• _YOUR GOAL_:
Starting with the line containing "Target: player kneeling on grass" and going on through the line containing "Every instance of the tree bark", return the lines of the data below exactly, and only those.

══════

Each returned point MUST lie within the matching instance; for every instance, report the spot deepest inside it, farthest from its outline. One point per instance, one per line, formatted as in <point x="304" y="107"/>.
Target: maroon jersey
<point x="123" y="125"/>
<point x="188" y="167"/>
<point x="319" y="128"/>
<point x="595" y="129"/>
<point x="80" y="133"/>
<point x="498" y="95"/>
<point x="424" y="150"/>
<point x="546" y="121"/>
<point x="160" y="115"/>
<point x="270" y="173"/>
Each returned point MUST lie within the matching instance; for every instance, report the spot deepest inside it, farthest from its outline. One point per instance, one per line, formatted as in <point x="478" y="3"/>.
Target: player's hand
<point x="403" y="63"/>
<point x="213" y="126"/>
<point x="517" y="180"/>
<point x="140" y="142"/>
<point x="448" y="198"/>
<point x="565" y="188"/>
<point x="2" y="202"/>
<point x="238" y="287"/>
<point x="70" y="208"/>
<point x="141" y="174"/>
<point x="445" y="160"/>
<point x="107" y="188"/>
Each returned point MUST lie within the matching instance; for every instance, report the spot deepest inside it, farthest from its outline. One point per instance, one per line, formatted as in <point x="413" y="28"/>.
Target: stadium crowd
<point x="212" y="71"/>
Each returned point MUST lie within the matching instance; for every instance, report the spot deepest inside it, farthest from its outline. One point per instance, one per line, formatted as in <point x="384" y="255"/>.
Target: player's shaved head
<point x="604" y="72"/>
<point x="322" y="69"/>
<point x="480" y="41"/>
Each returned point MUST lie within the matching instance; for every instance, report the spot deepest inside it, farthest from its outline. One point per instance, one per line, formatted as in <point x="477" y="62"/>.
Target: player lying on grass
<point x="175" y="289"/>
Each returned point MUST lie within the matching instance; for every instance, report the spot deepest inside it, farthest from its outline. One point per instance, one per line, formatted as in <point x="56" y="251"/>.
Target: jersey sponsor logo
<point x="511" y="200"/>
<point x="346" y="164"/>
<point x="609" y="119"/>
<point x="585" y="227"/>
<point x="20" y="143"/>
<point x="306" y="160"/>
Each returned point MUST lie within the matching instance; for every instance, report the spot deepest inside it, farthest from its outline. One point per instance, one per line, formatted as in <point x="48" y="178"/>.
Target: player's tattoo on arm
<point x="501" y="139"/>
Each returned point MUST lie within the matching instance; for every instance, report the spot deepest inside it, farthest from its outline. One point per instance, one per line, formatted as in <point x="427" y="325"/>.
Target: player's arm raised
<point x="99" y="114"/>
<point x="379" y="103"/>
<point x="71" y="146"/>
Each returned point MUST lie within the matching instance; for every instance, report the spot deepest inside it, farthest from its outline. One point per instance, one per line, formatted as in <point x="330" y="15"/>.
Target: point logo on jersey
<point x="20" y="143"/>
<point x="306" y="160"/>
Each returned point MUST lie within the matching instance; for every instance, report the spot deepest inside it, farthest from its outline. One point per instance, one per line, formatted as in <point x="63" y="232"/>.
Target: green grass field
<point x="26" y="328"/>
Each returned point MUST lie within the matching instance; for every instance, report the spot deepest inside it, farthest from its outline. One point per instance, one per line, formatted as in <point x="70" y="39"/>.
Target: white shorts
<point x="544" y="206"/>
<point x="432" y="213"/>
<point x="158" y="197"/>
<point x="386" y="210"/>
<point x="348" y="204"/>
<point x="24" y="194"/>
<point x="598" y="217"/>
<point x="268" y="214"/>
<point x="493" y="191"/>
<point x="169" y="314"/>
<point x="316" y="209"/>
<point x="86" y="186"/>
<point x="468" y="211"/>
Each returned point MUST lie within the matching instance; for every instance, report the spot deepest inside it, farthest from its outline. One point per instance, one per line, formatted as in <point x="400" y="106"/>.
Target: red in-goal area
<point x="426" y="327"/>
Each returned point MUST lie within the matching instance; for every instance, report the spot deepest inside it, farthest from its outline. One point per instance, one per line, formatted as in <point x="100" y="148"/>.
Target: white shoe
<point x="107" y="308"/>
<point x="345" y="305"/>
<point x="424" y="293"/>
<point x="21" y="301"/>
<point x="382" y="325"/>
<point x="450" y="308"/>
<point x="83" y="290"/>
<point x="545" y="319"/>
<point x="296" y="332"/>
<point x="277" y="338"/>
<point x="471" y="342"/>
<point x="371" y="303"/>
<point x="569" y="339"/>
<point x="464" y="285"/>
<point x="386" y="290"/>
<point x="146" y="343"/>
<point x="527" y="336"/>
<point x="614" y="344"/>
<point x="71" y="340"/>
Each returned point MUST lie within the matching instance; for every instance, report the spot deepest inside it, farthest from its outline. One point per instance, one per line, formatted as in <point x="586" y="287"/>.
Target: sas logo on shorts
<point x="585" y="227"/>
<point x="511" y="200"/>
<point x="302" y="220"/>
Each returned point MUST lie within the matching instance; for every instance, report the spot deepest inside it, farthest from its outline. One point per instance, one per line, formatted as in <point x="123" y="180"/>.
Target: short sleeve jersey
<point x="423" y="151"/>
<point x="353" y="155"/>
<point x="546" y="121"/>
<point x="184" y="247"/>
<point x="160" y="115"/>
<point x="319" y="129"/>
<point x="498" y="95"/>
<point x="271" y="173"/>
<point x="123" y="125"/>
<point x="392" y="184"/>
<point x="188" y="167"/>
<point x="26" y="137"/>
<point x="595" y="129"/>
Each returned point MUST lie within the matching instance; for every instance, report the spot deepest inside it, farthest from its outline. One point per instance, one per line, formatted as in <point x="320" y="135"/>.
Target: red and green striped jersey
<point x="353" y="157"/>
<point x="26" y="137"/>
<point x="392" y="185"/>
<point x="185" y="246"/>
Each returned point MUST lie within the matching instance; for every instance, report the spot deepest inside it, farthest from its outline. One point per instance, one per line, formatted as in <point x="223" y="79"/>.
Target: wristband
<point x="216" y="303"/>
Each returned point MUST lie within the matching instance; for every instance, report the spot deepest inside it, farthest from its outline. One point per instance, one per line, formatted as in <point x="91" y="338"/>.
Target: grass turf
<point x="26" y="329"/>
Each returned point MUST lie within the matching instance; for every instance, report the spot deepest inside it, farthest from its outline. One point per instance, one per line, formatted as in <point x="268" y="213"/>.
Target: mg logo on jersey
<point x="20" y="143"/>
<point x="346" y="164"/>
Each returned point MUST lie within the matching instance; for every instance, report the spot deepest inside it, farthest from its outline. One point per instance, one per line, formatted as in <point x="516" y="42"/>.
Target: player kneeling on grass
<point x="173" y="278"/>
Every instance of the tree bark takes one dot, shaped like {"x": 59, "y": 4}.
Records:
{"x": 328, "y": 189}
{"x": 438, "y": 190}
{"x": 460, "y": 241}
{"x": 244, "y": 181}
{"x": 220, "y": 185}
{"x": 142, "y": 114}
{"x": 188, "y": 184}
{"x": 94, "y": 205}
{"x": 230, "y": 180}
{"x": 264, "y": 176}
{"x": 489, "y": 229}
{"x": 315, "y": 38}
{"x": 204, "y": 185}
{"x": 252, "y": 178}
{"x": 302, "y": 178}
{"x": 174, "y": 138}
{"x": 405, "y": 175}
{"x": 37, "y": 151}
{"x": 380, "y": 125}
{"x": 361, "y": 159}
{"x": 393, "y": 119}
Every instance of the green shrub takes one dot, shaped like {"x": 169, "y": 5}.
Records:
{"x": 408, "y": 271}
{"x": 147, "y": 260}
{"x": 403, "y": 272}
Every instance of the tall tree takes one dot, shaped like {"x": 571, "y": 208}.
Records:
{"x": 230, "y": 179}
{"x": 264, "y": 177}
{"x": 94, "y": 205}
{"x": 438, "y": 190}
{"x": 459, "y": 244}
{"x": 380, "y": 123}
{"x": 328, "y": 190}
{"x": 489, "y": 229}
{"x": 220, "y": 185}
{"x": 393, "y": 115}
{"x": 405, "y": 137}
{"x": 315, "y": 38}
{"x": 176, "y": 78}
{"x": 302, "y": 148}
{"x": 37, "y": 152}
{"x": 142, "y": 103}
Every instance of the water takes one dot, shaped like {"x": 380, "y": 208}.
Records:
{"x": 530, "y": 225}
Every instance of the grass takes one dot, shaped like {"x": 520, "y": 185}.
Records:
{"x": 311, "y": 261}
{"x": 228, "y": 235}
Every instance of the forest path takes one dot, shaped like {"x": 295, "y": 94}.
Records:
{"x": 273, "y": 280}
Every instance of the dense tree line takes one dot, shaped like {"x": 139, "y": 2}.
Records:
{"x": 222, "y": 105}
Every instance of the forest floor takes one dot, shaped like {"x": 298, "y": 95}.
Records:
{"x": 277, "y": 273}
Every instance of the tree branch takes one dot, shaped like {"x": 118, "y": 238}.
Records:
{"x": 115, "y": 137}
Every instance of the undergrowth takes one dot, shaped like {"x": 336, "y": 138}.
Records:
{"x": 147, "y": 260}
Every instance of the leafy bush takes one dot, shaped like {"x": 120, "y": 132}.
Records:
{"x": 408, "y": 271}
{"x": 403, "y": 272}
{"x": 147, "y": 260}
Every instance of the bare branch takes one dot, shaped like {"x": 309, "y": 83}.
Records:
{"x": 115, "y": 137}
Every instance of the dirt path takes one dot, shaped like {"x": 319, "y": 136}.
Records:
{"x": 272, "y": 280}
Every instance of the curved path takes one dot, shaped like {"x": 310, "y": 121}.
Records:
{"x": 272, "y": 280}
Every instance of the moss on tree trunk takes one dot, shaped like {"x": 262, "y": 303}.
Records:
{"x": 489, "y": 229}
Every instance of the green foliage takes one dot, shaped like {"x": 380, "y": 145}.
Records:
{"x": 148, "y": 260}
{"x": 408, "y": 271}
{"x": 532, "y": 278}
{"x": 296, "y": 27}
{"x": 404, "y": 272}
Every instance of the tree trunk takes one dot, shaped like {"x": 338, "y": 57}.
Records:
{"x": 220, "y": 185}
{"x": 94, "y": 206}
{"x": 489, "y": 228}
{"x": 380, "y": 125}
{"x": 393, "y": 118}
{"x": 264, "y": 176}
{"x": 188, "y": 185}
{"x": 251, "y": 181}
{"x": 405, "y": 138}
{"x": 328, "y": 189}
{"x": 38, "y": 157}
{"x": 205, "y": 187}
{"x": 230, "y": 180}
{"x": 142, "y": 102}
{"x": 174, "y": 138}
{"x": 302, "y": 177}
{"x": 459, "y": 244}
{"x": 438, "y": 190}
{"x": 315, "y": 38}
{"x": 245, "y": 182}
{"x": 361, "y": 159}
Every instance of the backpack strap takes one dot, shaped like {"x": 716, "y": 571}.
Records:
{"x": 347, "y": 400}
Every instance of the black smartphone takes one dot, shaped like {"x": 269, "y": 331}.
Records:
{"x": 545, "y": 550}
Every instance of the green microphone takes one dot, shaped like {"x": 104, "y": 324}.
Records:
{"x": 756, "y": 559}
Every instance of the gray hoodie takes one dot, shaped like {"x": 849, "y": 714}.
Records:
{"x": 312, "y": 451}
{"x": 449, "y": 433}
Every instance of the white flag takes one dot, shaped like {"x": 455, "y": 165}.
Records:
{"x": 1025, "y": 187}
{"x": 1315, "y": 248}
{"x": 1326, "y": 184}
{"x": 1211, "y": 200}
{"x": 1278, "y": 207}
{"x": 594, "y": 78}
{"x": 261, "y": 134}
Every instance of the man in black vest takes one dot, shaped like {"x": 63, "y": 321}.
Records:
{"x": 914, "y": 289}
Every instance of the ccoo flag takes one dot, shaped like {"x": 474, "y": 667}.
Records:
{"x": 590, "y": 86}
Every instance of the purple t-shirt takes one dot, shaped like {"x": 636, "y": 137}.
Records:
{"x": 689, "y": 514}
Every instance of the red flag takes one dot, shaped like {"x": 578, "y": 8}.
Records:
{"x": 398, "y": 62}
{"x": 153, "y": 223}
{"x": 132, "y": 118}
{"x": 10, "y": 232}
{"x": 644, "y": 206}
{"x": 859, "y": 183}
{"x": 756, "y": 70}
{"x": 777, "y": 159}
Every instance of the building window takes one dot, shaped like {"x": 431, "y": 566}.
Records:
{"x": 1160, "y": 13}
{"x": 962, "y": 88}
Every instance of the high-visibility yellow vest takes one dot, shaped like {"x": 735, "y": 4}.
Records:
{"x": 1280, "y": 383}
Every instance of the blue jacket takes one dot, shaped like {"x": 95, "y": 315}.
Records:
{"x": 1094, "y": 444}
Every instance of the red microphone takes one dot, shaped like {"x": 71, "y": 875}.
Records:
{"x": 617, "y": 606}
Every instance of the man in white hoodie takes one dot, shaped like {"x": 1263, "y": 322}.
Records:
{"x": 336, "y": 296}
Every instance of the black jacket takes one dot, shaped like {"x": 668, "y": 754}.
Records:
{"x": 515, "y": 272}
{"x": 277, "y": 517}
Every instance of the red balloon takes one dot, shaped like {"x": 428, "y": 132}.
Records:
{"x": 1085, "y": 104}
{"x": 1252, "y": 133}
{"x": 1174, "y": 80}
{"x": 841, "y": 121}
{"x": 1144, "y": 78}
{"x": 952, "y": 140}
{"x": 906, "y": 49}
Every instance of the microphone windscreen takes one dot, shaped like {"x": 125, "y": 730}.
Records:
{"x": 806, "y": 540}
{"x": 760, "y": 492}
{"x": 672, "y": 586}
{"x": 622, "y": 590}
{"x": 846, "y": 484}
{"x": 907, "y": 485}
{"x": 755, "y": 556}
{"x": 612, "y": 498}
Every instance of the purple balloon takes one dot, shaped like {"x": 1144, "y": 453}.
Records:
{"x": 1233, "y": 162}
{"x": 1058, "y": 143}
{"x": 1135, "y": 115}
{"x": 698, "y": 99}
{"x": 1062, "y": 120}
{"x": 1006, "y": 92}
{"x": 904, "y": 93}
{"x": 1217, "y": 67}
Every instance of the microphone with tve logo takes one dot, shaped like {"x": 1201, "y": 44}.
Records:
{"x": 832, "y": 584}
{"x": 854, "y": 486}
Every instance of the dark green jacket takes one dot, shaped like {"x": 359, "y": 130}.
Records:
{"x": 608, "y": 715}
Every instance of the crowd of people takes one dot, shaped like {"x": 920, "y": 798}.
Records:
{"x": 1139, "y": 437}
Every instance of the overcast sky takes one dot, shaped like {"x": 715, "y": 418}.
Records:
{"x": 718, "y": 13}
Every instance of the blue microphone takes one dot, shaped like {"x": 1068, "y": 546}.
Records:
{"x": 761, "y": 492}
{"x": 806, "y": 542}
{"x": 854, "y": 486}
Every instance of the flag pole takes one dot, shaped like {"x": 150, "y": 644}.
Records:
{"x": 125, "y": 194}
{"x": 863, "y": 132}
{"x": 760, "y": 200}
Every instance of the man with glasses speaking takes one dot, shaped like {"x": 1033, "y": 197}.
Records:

══════

• _ANSWER FOR THIS EXERCISE_:
Target: player kneeling on grass
<point x="173" y="278"/>
Every instance of the tree bark takes one dot, shaped like {"x": 59, "y": 4}.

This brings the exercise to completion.